• Tarefas a realizar
[a] Traduza para inglês a seguinte frase do excerto sobre a CSR: "Improcede esta excepção, por não se verificar qualquer uma das faltas plasmadas no artigo 186.º do CPC: (i) quando seja ininteligível a indicação do pedido ou da causa de pedir, (ii) se o pedido estiver em contradição com a causa de pedir ou (iii) quando se acumulem causas de pedir ou pedidos substancialmente incompatíveis."
[b] Cite textualmente o trecho do excerto sobre a CSR que começa em "Com efeito, a" e termina em "objectivo daquele imposto.", incluindo ambos.
[c] Enumere, por favor, todas as faltas do artigo 186.º do CPC indicadas no excerto sobre a CSR.

• Passagem selecionada
╭──

Improcede esta excepção, por não se verificar qualquer uma das faltas plasmadas no artigo 186.º do CPC: (i) quando seja ininteligível a indicação do pedido ou da causa de pedir, (ii) se o pedido estiver em contradição com a causa de pedir ou (iii) quando se acumulem causas de pedir ou pedidos substancialmente incompatíveis.
Com efeito, a Requerente, partindo da (por si alegada) condição de repercutido da CSR previamente liquidada pelos respectivos sujeitos passivos, apresenta o pedido de anulação desses actos de liquidação, para o período de Janeiro de 2019 a Dezembro de 2022, e fundamenta a causa de pedir na aquisição de combustíveis cuja introdução no consumo preenche a incidência objectivo daquele imposto.

╰──

• Listagem fornecida
╭──

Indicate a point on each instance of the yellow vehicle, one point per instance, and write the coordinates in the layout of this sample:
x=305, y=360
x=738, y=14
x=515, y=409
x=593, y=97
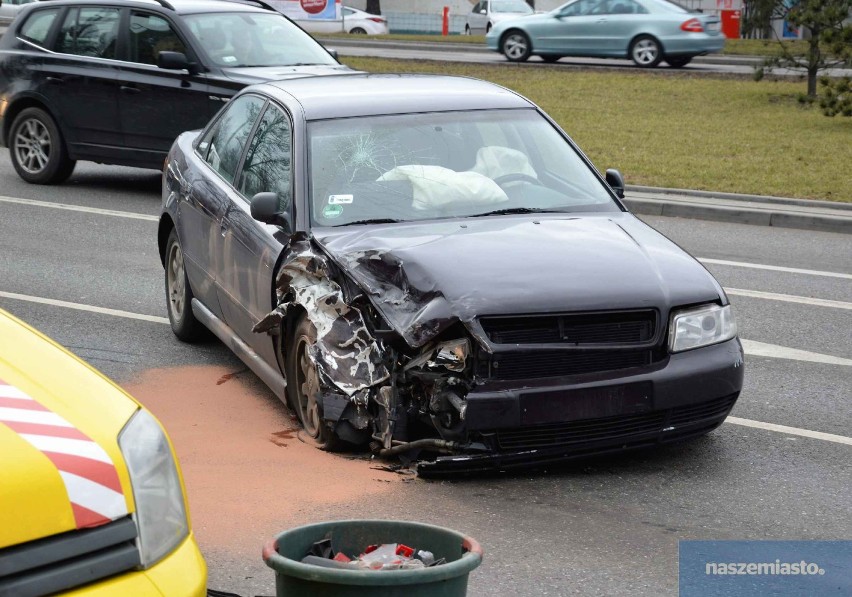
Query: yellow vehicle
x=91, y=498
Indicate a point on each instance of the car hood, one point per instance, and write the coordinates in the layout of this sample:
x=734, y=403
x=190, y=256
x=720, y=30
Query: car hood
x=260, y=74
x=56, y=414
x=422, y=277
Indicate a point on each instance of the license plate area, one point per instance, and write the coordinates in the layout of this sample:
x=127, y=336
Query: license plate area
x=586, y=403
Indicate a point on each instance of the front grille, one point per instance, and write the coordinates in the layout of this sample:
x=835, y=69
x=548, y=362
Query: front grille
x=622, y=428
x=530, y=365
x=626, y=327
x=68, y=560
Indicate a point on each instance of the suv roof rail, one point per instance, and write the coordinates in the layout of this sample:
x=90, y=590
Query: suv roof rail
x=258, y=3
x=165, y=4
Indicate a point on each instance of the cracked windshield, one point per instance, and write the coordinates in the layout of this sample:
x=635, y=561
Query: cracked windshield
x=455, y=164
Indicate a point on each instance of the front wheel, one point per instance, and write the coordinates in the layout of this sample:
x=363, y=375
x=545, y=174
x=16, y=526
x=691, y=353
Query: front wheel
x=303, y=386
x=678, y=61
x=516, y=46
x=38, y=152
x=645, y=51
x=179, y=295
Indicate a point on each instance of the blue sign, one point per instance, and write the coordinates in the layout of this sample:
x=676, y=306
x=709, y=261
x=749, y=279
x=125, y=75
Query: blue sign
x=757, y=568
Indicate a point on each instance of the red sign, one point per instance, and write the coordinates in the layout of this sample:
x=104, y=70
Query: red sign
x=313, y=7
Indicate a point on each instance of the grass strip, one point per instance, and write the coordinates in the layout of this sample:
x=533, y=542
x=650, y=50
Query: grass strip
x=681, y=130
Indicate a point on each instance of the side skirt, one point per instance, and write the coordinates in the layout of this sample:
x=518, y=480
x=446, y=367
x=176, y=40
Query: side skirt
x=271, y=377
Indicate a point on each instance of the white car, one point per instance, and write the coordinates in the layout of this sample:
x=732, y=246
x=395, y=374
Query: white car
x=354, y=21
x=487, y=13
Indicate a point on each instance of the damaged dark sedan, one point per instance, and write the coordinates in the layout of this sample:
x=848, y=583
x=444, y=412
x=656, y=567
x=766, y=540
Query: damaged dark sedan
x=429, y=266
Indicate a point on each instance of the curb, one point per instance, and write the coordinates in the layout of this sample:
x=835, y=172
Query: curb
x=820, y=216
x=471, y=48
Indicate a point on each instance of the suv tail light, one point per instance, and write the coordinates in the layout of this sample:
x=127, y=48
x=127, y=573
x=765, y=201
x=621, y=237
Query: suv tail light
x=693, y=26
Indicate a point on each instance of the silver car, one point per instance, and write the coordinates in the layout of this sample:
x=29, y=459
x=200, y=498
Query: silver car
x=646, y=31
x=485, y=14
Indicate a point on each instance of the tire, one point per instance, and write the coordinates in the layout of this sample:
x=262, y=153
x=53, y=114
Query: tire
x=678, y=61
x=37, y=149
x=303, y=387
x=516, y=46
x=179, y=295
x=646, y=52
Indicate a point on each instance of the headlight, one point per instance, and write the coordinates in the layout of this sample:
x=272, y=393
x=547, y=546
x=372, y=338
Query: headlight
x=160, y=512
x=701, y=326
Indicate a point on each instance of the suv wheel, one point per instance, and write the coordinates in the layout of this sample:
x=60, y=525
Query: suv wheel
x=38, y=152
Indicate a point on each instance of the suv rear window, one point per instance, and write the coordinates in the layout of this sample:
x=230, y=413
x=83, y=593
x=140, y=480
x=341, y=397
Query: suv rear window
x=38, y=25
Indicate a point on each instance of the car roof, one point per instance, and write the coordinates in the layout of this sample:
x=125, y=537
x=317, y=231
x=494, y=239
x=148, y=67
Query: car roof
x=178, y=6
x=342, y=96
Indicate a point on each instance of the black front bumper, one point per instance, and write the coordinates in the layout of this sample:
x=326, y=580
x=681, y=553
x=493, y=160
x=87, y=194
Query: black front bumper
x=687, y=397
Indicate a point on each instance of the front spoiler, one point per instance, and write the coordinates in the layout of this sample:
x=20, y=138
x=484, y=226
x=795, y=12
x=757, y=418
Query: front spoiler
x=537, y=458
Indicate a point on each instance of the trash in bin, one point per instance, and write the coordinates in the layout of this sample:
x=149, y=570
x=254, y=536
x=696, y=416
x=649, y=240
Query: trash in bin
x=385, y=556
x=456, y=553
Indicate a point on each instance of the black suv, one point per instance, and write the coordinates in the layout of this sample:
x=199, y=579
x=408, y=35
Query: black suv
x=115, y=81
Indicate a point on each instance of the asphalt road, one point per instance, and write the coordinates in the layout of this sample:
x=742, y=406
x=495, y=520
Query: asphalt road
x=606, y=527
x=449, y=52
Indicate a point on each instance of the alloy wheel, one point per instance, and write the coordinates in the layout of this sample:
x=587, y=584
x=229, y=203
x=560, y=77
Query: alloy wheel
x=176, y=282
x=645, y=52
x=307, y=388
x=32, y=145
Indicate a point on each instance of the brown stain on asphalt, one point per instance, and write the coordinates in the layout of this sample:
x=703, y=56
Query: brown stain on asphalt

╰──

• Resultados do exercício
[a] This objection is unfounded, since none of the defects set out in Article 186 of the CPC is present: (i) when the statement of the claim or of the cause of action is unintelligible, (ii) if the claim contradicts the cause of action, or (iii) when substantially incompatible causes of action or claims are joined.

[b]
Com efeito, a Requerente, partindo da (por si alegada) condição de repercutido da CSR previamente liquidada pelos respectivos sujeitos passivos, apresenta o pedido de anulação desses actos de liquidação, para o período de Janeiro de 2019 a Dezembro de 2022, e fundamenta a causa de pedir na aquisição de combustíveis cuja introdução no consumo preenche a incidência objectivo daquele imposto.

[c]
- Ser ininteligível a indicação do pedido ou da causa de pedir
- Estar o pedido em contradição com a causa de pedir
- Acumularem-se causas de pedir ou pedidos substancialmente incompatíveis